• _THE PROBLEM_: Put each line of the entries below into a JSON list of strings, one string per line, with blank lines left out.

Stored dataset items

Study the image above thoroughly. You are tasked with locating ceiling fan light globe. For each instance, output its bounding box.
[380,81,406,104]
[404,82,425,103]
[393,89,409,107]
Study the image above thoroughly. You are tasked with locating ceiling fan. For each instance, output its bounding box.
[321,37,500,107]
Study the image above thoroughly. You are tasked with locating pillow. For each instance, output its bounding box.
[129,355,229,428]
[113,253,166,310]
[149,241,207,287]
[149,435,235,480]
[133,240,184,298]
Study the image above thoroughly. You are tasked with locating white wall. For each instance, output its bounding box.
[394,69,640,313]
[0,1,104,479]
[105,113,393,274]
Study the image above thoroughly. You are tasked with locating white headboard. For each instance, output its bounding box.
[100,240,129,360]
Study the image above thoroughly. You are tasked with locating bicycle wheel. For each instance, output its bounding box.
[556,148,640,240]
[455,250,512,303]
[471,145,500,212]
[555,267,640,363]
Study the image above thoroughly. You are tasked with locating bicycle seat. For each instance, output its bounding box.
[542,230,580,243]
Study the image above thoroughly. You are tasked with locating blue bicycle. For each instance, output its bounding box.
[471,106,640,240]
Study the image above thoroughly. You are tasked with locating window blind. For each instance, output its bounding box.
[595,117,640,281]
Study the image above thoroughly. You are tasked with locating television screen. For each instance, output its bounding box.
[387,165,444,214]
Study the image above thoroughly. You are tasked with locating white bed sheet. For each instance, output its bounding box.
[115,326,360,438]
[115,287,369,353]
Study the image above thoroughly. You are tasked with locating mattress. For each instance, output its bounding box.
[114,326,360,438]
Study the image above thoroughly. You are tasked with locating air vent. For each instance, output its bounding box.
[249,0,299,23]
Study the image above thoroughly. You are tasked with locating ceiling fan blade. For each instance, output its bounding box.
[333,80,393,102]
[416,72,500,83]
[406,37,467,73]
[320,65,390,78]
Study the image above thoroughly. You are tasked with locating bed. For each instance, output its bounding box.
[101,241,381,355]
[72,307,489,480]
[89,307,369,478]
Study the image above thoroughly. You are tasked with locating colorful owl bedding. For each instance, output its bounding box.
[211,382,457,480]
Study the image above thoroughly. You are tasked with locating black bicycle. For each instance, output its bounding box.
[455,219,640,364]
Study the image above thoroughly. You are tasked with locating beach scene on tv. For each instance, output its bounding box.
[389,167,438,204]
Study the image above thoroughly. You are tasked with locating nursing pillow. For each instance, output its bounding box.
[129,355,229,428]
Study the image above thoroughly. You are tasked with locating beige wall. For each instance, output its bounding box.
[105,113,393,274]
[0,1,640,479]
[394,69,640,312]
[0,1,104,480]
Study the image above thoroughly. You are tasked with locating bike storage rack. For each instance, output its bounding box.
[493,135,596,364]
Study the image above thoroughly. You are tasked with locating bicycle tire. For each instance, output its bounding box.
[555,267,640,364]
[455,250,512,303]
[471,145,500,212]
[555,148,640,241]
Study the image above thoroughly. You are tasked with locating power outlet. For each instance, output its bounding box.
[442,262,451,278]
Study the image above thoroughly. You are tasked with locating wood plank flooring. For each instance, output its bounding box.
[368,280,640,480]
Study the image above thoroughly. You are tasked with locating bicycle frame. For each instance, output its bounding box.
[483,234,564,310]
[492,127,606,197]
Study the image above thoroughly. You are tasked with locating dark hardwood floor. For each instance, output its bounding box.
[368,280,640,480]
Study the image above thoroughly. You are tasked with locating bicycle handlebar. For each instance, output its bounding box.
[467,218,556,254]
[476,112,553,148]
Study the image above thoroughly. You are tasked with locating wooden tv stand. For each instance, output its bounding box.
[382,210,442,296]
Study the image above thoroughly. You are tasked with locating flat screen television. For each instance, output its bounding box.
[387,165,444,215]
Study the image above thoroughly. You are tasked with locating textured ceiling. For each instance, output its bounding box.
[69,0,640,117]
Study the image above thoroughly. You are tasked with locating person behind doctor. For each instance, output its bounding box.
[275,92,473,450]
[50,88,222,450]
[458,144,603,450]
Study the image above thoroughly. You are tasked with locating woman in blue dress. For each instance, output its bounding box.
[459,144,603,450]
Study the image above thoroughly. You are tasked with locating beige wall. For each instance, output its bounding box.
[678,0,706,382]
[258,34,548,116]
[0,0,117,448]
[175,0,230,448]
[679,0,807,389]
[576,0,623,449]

• _WRITTEN ANSWER_:
[
  "Study the image above thoroughly. You are tasked with locating ceiling fan light globe. For each instance, output its bounding box.",
  "[380,81,406,104]",
  "[404,82,425,103]",
  "[393,89,409,107]",
  "Study the image above thoroughly. You are tasked with locating ceiling fan. For each instance, output its bounding box.",
  "[321,37,500,107]",
  "Study the image above thoroughly. You are tasked with locating pillow. For each instance, output its bounding box.",
  "[129,355,229,428]",
  "[113,253,166,310]",
  "[149,241,207,287]",
  "[149,435,235,480]",
  "[133,240,184,298]",
  "Study the image above thoroughly. You are tasked with locating white wall. For each instance, output its bounding box.",
  "[394,69,640,313]",
  "[0,1,104,479]",
  "[105,113,393,274]",
  "Study the image above thoroughly. You are tasked with locating white headboard. For each instance, output its bounding box.",
  "[100,240,129,360]",
  "Study the image above thoroughly. You are tasked with locating bicycle wheel. For each instance, output its bounding box.",
  "[556,148,640,240]",
  "[455,250,512,303]",
  "[471,145,500,212]",
  "[555,267,640,363]",
  "Study the image above thoroughly. You are tasked with locating bicycle seat. For each instance, output its bounding box.",
  "[542,230,580,243]",
  "Study the image above thoroughly. You are tasked with locating blue bicycle. For each instance, output its bounding box.",
  "[471,106,640,240]",
  "Study the image above thoroughly. You are tasked with locating window blind. For each instance, output its bounding box.",
  "[595,117,640,281]",
  "Study the image above thoroughly. You are tasked with locating television screen. For each instance, output its bounding box.",
  "[387,165,444,214]",
  "Study the image above thoroughly. You are tasked with locating white bed sheet. For each instance, output its bounding box.",
  "[115,326,360,438]",
  "[115,287,369,353]",
  "Study the image above thoroughly. You are tasked with locating mattress. For each instance, output its bounding box.",
  "[114,326,360,438]",
  "Study the image above thoroughly. You are tasked with locating air vent. For each instance, output its bounding box.",
  "[249,0,299,23]",
  "Study the image above thoroughly. You are tasked with locating ceiling fan blade. For each instance, output its bounding box.",
  "[333,80,393,102]",
  "[416,72,500,83]",
  "[406,37,467,73]",
  "[320,65,390,78]",
  "Study the image above thoroughly. You are tasked with locating bed. For each instance, output its bounding box.",
  "[101,241,381,355]",
  "[72,307,489,480]",
  "[89,307,369,478]",
  "Study the image above thoroughly. You are tasked with locating colorful owl bedding. For each instance, output its bounding box.",
  "[211,382,457,480]",
  "Study the image above thoroughly. You are tasked with locating black bicycle. For each instance, output its bounding box.",
  "[455,219,640,364]",
  "Study the image above thoroughly. You are tasked with locating beach scene on tv. For each instance, output its bounding box.",
  "[389,167,438,204]",
  "Study the image above thoroughly. You are tasked with locating nursing pillow. For each instance, output its bounding box.",
  "[129,355,229,428]",
  "Study the image above thoroughly. You are tasked with locating beige wall. For each instance, output its bounding box.",
  "[105,113,393,274]",
  "[0,1,640,479]",
  "[394,69,640,312]",
  "[0,1,104,480]",
  "Study the image above thoroughly. You are tasked with locating bike storage rack. For each instance, output its bounding box.",
  "[493,135,596,364]",
  "Study the image above thoroughly. You are tasked with locating bicycle tire. For each instance, output its bounding box.",
  "[555,267,640,364]",
  "[455,250,512,303]",
  "[471,145,500,212]",
  "[555,148,640,241]",
  "Study the image above thoroughly. You are tasked with locating power outlet. For each instance, output its bounding box.",
  "[442,262,451,278]",
  "Study the image above thoroughly. You are tasked with locating wood plank flooring. For each instance, output its bounding box.",
  "[368,280,640,480]",
  "Study the image above thoroughly. You are tasked with locating bicycle frame. For each instance, output its bounding box.",
  "[483,234,564,310]",
  "[492,127,606,197]",
  "Study the image above thoroughly. You are tasked with locating dark hardwood floor. For each instance, output its bounding box.",
  "[368,280,640,480]",
  "Study the image above thoroughly. You are tasked with locating bicycle handlebar. For each instance, output its bounding box.",
  "[467,218,556,254]",
  "[476,112,553,148]",
  "Study the image above thoroughly. You are tasked with locating wooden tv stand. For each instance, output its bounding box.",
  "[382,210,442,296]",
  "Study the image above thoroughly. You are tasked with locating flat screen television. For each instance, output its bounding box.",
  "[387,165,444,215]",
  "Study the image above thoroughly. You are tasked with locating textured ceiling. For each instance, output its bounding box.",
  "[69,0,640,117]",
  "Study the image above thoroughly. You are tasked with locating person behind doctor. For each instance, output its bounding box.",
  "[275,92,473,450]",
  "[50,88,222,450]",
  "[458,144,603,450]",
  "Study the image above thoroughly. You are tasked with locating woman in blue dress. For each instance, output its bounding box.",
  "[459,144,603,450]",
  "Study the image above thoroughly. You are tasked with locating beige wall. For each instance, output its bounding box.",
  "[678,0,706,382]",
  "[258,34,548,116]",
  "[0,0,117,448]",
  "[175,0,230,448]",
  "[679,0,807,389]",
  "[576,0,623,449]"
]